Text passage:
---------------

DEAR DR. JENN,
I've been in an on-again, off-again relationship for years. Our fights are super explosive and intense — we tend to go below the belt and say things we regret. I spend way too much time in tears. I know this isn't healthy, but how do I know if the relationship has become 'toxic' and beyond the point of repair? —Toxic Twosome
If you have to ask, well, you are probably there. While all relationships have their ups and downs, couples need to know how to work through conflict — it's what sets healthy relationships apart from toxic ones.
The ability to fight fairly not only predicts the likelihood of a breakup, but also a couple’s future health. According to marital researchers at the University of Utah, 93 percent of couples who "fight dirty" will be divorced in ten years. If you're belligerent, disrespectful, defensive, or aggressive during your fights, you may win your argument, but you are likely to lose your relationship.
Relationship researcher John Gottman, who is best known for his ability to predict divorce with 94 percent accuracy, has identified four common predictors of divorce: criticism, contempt, defensiveness, and stonewalling.
While it's possible to work through these issues and learn to fight fair, there are some behaviors that I'd consider truly toxic deal breakers in a relationship. These behaviors are so serious that they prevent a couple from being able to develop a close relationship and a safe connection. One example of this is abuse. Any abuse — whether it is physical, emotional, or sexual — is totally unacceptable. If your partner has hit you once, there is always the possibility that he will do it again, and you will never be free to be totally honest with him or her again.
If you ever suspect you're in danger do not pass go and attempt to diagnose your relationship — prioritize seeking safety first and foremost.
Here, a few other toxic deal breakers in a relationship:
1. Emotional unavailability
Being slightly emotionally unavailable is common during the early phases of dating, but within a relationship it can be toxic. You can’t have a serious relationship with someone who is unable to be giving, loving, and present, or who constantly pushes you away — nor should you have to settle for someone who doesn't fulfill your emotional needs.

---------------

Data for review:

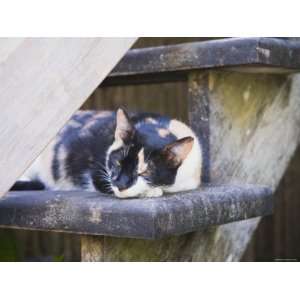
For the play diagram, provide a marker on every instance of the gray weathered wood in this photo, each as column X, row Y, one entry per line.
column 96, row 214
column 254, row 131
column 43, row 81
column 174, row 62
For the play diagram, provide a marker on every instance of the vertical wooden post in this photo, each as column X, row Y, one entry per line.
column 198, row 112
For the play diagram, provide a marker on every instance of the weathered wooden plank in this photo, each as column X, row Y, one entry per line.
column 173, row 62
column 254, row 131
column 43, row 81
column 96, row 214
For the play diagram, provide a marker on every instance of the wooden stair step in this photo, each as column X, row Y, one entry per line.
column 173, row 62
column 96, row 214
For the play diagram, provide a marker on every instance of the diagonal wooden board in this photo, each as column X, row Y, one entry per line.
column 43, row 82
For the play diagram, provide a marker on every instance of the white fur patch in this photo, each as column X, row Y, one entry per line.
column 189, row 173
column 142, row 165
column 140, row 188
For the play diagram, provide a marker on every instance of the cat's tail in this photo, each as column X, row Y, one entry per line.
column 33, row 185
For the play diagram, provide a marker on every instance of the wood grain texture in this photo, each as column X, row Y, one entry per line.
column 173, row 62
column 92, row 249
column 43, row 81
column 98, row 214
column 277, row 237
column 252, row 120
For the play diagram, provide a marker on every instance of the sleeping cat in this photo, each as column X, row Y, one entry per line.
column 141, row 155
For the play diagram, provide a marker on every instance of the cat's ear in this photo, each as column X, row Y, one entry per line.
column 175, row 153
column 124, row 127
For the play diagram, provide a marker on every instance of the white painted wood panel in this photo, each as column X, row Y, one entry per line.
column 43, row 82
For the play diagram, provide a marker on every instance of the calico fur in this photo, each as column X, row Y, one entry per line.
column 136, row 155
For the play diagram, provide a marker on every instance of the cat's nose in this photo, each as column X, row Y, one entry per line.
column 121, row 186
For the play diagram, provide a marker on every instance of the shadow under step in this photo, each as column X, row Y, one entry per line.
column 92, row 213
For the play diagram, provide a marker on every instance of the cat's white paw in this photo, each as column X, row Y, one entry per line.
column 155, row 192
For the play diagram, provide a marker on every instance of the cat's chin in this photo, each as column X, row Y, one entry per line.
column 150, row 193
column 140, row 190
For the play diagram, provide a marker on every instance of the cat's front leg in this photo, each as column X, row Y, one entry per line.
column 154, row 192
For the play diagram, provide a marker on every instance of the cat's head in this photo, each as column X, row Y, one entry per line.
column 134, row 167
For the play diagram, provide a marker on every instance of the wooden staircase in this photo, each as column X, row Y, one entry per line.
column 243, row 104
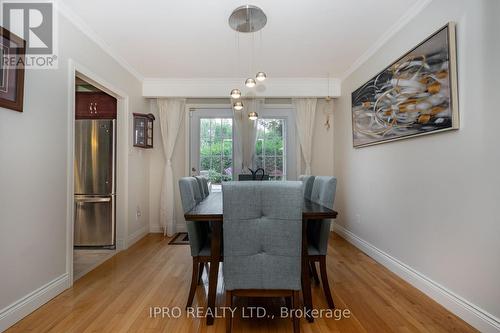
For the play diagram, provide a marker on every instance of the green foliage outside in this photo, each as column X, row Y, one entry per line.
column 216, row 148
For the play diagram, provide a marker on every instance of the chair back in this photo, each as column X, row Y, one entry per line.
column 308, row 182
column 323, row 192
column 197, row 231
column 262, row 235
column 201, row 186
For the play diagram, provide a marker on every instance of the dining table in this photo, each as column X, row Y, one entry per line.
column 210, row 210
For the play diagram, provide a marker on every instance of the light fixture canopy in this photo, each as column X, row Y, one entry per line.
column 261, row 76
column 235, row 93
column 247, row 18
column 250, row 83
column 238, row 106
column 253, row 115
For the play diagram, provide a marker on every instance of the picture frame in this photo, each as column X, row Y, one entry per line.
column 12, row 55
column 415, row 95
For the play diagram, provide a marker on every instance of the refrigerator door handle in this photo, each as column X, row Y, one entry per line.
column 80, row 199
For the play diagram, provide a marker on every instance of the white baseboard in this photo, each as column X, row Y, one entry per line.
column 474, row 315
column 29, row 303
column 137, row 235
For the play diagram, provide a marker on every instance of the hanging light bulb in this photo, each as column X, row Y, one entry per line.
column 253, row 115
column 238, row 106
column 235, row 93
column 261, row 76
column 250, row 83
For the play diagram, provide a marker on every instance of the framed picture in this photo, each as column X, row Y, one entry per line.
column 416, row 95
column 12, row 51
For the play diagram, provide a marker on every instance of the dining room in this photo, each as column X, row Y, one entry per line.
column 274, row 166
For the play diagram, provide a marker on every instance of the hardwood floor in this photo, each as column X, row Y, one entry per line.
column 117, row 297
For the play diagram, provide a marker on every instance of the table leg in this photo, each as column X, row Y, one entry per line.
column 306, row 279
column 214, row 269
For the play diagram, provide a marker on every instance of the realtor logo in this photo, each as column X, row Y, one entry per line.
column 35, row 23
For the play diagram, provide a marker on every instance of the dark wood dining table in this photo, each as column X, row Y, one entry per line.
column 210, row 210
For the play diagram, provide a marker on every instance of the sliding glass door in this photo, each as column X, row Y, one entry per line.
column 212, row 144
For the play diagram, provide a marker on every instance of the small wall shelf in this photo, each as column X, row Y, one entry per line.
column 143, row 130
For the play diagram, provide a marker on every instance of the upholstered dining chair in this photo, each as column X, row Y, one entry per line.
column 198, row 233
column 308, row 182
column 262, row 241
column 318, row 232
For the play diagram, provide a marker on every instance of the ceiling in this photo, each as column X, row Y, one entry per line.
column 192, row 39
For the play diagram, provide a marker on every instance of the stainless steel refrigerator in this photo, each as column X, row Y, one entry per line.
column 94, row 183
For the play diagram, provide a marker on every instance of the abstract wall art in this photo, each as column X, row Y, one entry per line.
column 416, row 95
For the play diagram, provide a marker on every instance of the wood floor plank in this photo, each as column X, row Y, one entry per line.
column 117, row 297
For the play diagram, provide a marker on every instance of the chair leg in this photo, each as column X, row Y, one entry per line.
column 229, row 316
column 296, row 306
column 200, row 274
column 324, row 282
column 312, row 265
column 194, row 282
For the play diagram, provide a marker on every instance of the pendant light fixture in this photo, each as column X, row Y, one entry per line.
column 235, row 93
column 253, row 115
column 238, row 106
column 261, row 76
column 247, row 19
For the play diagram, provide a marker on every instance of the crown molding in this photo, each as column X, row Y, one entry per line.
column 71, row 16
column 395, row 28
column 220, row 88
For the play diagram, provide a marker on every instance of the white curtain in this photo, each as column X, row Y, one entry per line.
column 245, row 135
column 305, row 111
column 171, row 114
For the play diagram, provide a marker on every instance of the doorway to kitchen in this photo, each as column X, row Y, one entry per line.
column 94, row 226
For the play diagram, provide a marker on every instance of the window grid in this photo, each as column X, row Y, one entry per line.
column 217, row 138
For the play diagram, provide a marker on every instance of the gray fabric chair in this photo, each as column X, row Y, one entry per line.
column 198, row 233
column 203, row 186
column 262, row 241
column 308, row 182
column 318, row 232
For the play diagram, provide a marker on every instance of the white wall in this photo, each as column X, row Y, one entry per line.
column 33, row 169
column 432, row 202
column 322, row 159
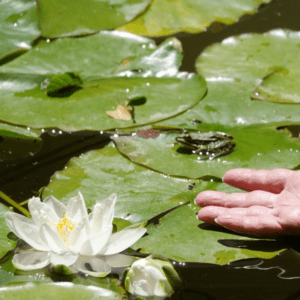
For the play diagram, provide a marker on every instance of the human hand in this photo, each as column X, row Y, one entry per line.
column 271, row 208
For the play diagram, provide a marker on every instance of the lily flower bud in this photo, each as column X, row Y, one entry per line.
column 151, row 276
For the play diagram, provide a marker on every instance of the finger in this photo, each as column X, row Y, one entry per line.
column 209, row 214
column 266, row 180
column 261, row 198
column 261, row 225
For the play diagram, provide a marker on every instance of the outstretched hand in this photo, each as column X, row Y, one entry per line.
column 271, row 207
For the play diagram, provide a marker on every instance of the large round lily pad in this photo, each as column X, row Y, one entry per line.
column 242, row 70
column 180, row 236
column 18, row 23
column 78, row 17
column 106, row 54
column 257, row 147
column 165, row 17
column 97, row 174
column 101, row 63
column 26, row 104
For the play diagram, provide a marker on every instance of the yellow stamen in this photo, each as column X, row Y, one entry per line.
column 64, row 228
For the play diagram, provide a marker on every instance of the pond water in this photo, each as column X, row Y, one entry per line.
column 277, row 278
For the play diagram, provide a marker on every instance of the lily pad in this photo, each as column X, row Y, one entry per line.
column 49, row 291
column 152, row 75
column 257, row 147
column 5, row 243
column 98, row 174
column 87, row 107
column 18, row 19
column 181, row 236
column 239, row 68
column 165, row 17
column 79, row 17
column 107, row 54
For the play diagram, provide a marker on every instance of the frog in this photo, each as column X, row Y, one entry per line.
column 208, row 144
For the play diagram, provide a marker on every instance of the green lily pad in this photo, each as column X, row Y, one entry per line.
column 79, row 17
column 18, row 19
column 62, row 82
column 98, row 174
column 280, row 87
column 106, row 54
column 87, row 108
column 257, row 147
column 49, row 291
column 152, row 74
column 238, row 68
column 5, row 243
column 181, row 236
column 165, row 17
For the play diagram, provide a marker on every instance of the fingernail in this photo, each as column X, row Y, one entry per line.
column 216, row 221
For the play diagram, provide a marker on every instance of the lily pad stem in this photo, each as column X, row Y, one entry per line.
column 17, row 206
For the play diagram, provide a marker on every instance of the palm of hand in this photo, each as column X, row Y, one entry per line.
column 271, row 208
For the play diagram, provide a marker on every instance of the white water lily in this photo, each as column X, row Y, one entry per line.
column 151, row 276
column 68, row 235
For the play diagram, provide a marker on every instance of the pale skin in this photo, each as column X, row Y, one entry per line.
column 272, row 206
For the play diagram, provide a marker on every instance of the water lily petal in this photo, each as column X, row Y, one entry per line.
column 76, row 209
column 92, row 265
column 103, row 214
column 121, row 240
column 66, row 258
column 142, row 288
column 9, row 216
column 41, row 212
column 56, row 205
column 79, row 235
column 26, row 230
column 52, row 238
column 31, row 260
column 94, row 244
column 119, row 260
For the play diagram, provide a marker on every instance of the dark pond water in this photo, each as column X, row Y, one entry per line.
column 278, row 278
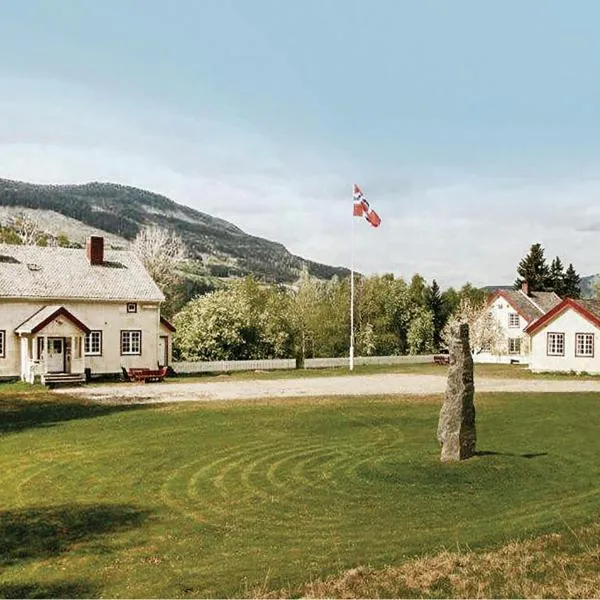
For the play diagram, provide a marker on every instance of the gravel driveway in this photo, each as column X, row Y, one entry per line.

---------------

Questions to answer:
**1)** Answer these questions about the advice column on toxic relationships:
(a) According to marital researchers at the University of Utah, what percent of couples who "fight dirty" will be divorced in ten years?
(b) What four predictors of divorce has John Gottman identified?
(c) Which toxic deal breaker does the column list first under "a few other toxic deal breakers"?
**2)** Pick up the advice column on toxic relationships after its final sentence and keep writing it.

Solved tasks:
**1)**
(a) 93 percent
(b) Criticism, contempt, defensiveness, and stonewalling
(c) Emotional unavailability

**2)**
2. Addiction or compulsive behavior — unwillingness to get help
Wherever there is addiction or compulsivity, emotional intimacy cannot exist. This kind of behavior puts a wall between you and your partner. Enabling addiction and other dangerous, compulsive behaviors helps one person to self-destruct and causes the other to harbor toxic resentment.
While a partner who is working a strong 12-step program and is clean and sober can be in a healthy relationship, willingness to get help is key. If your partner has a serious problem that is hurting the relationship, you should not be expected to stand by and watch as he or she self-destructs.
3. Habitual cheating
Some people consider cheating to be a surefire relationship ender, but there is gray area. People make mistakes. While cheating is never okay, there is a big difference between someone who screws up once and someone who is a habitual cheater. The latter shows a pattern of hurtful behavior, poor impulse control, and a lack of honor. While you can teach relationship skills to your partner, you cannot teach character. What you see is what you get, no matter how much you may want to change it.
4. Compulsive lying
Compulsive lying is another sign of a toxic relationship, which may also present itself with cheating or addiction, if your partner attempts to cover up their behavior with continuous deceit. Whether it is a sign of a lack of conscience or a full-blown antisocial personality disorder, this is a sign of a toxic relationship, and should be a deal breaker. If you can’t trust your partner to tell the truth, your relationship is doomed.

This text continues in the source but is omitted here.